- [WORK TASK] Could you retype every record below exactly as it appears?

==== PROVIDED MATERIAL

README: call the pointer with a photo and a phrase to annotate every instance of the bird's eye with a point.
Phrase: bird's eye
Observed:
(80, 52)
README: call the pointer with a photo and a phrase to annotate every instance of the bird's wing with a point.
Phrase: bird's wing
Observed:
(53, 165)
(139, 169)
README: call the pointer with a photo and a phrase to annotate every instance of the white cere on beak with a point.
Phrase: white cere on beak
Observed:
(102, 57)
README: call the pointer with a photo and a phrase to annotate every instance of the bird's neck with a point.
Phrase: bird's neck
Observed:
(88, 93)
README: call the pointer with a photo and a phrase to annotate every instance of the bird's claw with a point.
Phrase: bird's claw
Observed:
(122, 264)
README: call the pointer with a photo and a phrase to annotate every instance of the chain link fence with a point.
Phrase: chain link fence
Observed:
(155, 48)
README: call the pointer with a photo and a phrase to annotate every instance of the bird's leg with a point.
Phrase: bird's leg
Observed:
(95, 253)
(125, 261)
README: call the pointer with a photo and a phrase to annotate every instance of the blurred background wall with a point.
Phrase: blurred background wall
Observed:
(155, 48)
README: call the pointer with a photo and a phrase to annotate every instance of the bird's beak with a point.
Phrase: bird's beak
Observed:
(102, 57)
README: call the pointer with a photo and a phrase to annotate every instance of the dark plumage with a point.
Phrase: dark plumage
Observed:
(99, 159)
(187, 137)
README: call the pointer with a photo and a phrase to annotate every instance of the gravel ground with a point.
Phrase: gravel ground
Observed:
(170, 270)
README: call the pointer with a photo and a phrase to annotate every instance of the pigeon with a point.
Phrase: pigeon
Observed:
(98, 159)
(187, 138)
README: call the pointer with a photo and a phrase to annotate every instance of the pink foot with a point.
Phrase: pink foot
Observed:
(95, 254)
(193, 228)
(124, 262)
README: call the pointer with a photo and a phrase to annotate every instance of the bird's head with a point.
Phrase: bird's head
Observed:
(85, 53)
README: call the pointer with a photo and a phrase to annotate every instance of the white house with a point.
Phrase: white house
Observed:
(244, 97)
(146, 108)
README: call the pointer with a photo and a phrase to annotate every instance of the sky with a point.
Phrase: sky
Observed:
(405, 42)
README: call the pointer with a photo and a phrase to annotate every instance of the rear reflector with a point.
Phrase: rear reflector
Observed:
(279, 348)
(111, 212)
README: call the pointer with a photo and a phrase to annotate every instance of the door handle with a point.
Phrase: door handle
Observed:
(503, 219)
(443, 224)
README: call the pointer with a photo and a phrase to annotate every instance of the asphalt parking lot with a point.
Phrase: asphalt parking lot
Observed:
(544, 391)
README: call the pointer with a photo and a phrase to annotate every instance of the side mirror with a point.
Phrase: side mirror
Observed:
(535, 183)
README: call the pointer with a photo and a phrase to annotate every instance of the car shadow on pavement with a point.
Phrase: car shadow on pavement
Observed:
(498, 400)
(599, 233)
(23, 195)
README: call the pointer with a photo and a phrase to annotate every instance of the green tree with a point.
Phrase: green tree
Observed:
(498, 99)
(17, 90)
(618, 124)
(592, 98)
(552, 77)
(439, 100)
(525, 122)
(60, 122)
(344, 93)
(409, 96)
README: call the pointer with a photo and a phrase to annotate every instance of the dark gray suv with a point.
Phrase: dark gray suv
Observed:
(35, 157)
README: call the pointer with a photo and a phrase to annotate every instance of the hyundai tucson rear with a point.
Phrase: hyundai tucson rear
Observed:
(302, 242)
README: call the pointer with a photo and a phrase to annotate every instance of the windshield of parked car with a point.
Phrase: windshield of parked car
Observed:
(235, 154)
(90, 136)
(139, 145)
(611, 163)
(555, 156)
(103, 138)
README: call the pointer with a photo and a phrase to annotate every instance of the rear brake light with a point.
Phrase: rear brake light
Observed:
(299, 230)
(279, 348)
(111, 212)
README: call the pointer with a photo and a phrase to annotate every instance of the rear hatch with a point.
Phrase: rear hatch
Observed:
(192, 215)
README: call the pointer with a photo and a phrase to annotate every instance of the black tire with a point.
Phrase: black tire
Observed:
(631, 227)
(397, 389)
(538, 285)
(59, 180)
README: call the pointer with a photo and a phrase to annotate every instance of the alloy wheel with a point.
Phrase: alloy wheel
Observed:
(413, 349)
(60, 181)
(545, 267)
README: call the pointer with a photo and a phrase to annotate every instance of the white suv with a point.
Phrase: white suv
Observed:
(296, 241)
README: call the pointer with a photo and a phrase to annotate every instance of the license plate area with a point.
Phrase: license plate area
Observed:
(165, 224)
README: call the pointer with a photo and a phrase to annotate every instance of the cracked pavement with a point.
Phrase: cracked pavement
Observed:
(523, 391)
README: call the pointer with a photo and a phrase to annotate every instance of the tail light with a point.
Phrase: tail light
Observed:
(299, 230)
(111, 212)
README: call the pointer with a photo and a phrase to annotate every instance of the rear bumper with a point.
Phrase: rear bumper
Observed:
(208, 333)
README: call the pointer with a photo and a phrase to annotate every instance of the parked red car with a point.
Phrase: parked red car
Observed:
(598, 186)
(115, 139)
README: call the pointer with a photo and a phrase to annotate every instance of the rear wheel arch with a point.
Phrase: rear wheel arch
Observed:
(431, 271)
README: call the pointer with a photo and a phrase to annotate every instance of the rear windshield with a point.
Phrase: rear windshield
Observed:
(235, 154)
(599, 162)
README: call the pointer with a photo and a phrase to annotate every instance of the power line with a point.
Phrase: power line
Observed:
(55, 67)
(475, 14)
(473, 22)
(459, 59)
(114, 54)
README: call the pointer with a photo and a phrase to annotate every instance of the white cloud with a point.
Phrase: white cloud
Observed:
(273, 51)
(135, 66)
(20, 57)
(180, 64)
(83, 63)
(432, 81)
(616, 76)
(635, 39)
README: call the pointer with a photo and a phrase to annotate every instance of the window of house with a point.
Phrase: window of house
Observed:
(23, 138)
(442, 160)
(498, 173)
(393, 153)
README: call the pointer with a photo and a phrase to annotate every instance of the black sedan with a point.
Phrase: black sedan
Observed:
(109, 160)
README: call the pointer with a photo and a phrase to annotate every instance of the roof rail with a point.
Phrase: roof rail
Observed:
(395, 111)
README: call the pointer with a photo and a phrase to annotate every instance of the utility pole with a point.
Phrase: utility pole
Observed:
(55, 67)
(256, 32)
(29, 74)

========

- [RESULT BELOW]
README: call the pointer with a photo and a phrase to annotate every instance of the bird's eye with a point.
Phrase: bird's eye
Observed:
(80, 52)
README: call the pointer with a photo and a phrase to annotate every instance of the bird's wing with a point.
Phrase: bird's wing
Observed:
(53, 165)
(139, 169)
README: call the pointer with a photo and a phrase to annotate every instance of the white cere on beak with a point.
Phrase: white cere on beak
Observed:
(102, 57)
README: call the pointer with a photo and a phrase to annotate every instance of the bird's neck with a point.
Phrase: bird's neck
Observed:
(88, 93)
README: call the pointer with a photo and a phrase to annotate every instance of the bird's claw with a point.
Phrase: bird's claw
Observed:
(122, 264)
README: call the pointer with a photo and a phrase to annotate every instance of the chain link fence with a point.
Phrase: chain link fence
Observed:
(155, 48)
README: call the pointer with a photo and a phrase to annotate every instance of the bird's leg with a point.
Phrase: bird's leg
Observed:
(95, 253)
(125, 261)
README: call the pointer with a photo and a phrase to annotate every instance of the blurred background wall with a point.
Phrase: blurred background wall
Observed:
(155, 48)
README: call the pointer with a photo and a phrase to annotate every instance of the bird's beak with a point.
Phrase: bird's beak
Observed:
(102, 57)
README: call the pointer with a photo and a phrase to annotate every instance of the dark plumage with a point.
Phrase: dark plumage
Observed:
(99, 159)
(187, 137)
README: call the pointer with a photo and a phrase to annotate every instance of the gravel ground with a point.
Phrase: gravel ground
Observed:
(170, 270)
README: call the pointer with a photo and a phrase to annotate every instance of the pigeon with a point.
Phrase: pigeon
Observed:
(98, 159)
(187, 138)
README: call the pointer with a photo and a phrase to annotate every instance of the pink foot with a point.
Phrase: pink foot
Observed:
(95, 254)
(193, 228)
(124, 262)
README: call the pointer with a photo and a phrase to annotate every instance of the bird's head with a point.
Phrase: bird's head
Observed:
(85, 53)
README: call the pointer with a photo and a phrase to annotate every instance of the white house with a point.
Phrase: white house
Observed:
(244, 97)
(146, 108)
README: call the pointer with a photo and a phrase to annotate every instance of the sky with a point.
Phrase: sky
Observed:
(405, 42)
README: call the pointer with a photo and a phrase to annotate every instance of the rear reflector with a point.
Phrase: rear reflector
Observed:
(279, 348)
(111, 212)
README: call the pointer with a photo and a phrase to annotate every instance of the door handle with a point.
Phrase: door handle
Observed:
(503, 219)
(443, 224)
README: call the pointer with a photo and a phrase to annotate every instance of the asphalt parking lot with a point.
Phrase: asphalt parking lot
Observed:
(544, 391)
README: call the pointer with a photo and a phrase to annotate every instance of the side mirror with a point.
Phrase: side mirror
Observed:
(535, 183)
README: call the pointer with a photo and a phrase to annotate every instance of the car shadow on pavement with a point.
Phrase: car shadow on pavement
Observed:
(498, 400)
(599, 233)
(23, 195)
README: call the pointer with a photo and a phrase to annotate every instance of the green tree with a point.
Phrase: green tree
Observed:
(498, 99)
(17, 90)
(618, 124)
(592, 98)
(552, 77)
(439, 100)
(525, 122)
(60, 122)
(344, 93)
(409, 96)
README: call the pointer with a photo and a phrase to annotate every instance of the dark gray suv with a point.
Phrase: dark gray suv
Observed:
(35, 157)
README: call the pointer with a photo and a phrase to annotate every instance of the hyundai tucson rear with a point.
Phrase: hyundai tucson rear
Observed:
(302, 242)
README: call the pointer with a photo and a phrase to annotate every instance of the windshield of parked car with a point.
Phrase: windshield of parked car
Observed:
(235, 154)
(90, 136)
(139, 145)
(611, 163)
(555, 156)
(103, 138)
README: call the pointer with a photo and a phrase to annotate every instance of the rear brake light with a point.
Phrase: rear brake light
Observed:
(299, 230)
(279, 348)
(111, 212)
README: call the pointer with a photo and a phrase to annotate every instance of the rear hatch with a point.
Phrase: rear hatch
Observed:
(192, 215)
README: call the pointer with a photo and a phrase to annotate every instance of the black tire with a point.
Phrase: black tire
Observed:
(631, 227)
(397, 389)
(538, 285)
(59, 180)
README: call the pointer with a photo and a phrase to annotate every instance of the alloy wheel with a point.
Phrase: alloy wheel
Observed:
(413, 349)
(60, 181)
(545, 267)
README: call the pointer with a photo and a phrase to annotate every instance of the white suv with a point.
Phrase: white suv
Observed:
(296, 241)
README: call the pointer with a photo and a phrase to annotate every instance of the license plate area with a point.
Phrase: license plate area
Observed:
(165, 224)
README: call the pointer with a photo and a phrase to annotate every instance of the cracked pavement with a point.
Phrase: cracked pavement
Observed:
(523, 391)
README: call the pointer with a photo and a phrase to annotate every instance of the tail light with a point.
Phrase: tail light
Observed:
(299, 230)
(111, 212)
README: call the pointer with a photo and a phrase to annotate every instance of the rear bumper with a point.
Phrase: rear bumper
Observed:
(208, 333)
README: call the pointer with a photo and a phrase to annotate every instance of the parked red car with a point.
Phrase: parked red car
Observed:
(598, 186)
(115, 139)
README: call the pointer with a photo and a phrase to annotate every instance of the rear wheel arch with a point.
Phrase: rear wheel arch
Observed:
(431, 271)
README: call the pointer with a photo and a phrase to annotate every instance of the rear windshield with a point.
Phrase: rear windshield
Observed:
(235, 154)
(599, 162)
README: call the pointer with a photo and a phrase to annotate every instance of the power line with a point.
Phrase: power line
Observed:
(55, 67)
(475, 14)
(473, 22)
(459, 59)
(114, 54)
README: call the pointer with a photo and a phrase to annotate every instance of the white cloud with a point.
Phrase: white cloud
Observed:
(273, 51)
(135, 66)
(20, 57)
(180, 64)
(83, 63)
(432, 81)
(616, 76)
(635, 39)
README: call the pointer with a photo and a phrase to annotate every instance of the window of house with a point.
Phrase: window of house
Observed:
(23, 138)
(442, 160)
(498, 173)
(393, 153)
README: call the pointer with a photo and a phrase to annotate every instance of the black sedan with a point.
Phrase: black sedan
Observed:
(109, 160)
README: call the pointer with a photo and a phrase to annotate every instance of the roof rail with a point.
Phrase: roof rail
Observed:
(395, 111)
README: call the pointer with a photo and a phrase to annotate every instance of the utility pole with a point.
Phrase: utility pole
Observed:
(55, 67)
(256, 32)
(29, 74)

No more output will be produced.